==== Excerpted text

1. Setting up Prometheus
In this first section we are going to set up our first parts of the Prometheus stack. Each trainee will have their own stack installed and configured.
Working mode (GitOps)
During the labs you will deploy and update several resources on your Kubernetes environment. ArgoCD will be your primary interface to interact with the cluster and will simplify the GitOps process for you.
Note
Argo CD is a part of the Argo Project and affiliated under the Cloud Native Computing Foundation (CNCF) . The project is just under three years old, completely open source, and primarily implemented in Go.
As the name suggests, Argo CD takes care of the continuous delivery aspect of CI/CD. The core of Argo CD consists of a Kubernetes controller, which continuously compares the live-state with the desired-state. The live-state is tapped from the Kubernetes API, and the desired-state is persisted in the form of manifests in YAML or JSON in a Git repository. Argo CD helps to point out deviations of the states, to display the deviations or to autonomously restore the desired state.

========
==== Recorded information

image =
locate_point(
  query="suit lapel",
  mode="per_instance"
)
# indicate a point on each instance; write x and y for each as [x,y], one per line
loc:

========

Set task 1: In the Prometheus setup guide, translate this sentence into Spanish: "The core of Argo CD consists of a Kubernetes controller, which continuously compares the live-state with the desired-state."
Set task 2: Write the next part of the Prometheus setup guide, starting after its final sentence.

Task result 1: El núcleo de Argo CD consiste en un controlador de Kubernetes, que compara continuamente el estado en vivo con el estado deseado.

Task result 2:
The configuration and deployments needed for you are already in a git repository. Navigate to your Gitea and look for a project called ‘prometheus-training-lab-setup’. The repository consists of two Helm Charts you will further use in this lab. In this first section we will no setup your Prometheus instance step by step.
We’re going to use two main Namespaces for the lab
<user>- where the user workload (Demo application, Webshell) is deployed<user>-monitoring- where we deploy our monitoring stack to
How do metrics end up in Prometheus?
Since Prometheus is a pull-based monitoring system, the Prometheus server maintains a set of targets to scrape. This set can be configured using the scrape_configs option in the Prometheus configuration file. The scrape_configs consist of a list of jobs defining the targets as well as additional parameters (path, port, authentication, etc.) which are required to scrape these targets. As we will be using the Prometheus Operator on Kubernetes, we will never actually touch this configuration file by ourselves. Instead, we rely on the abstractions provided by the Operator, which we will look at closer in the next section.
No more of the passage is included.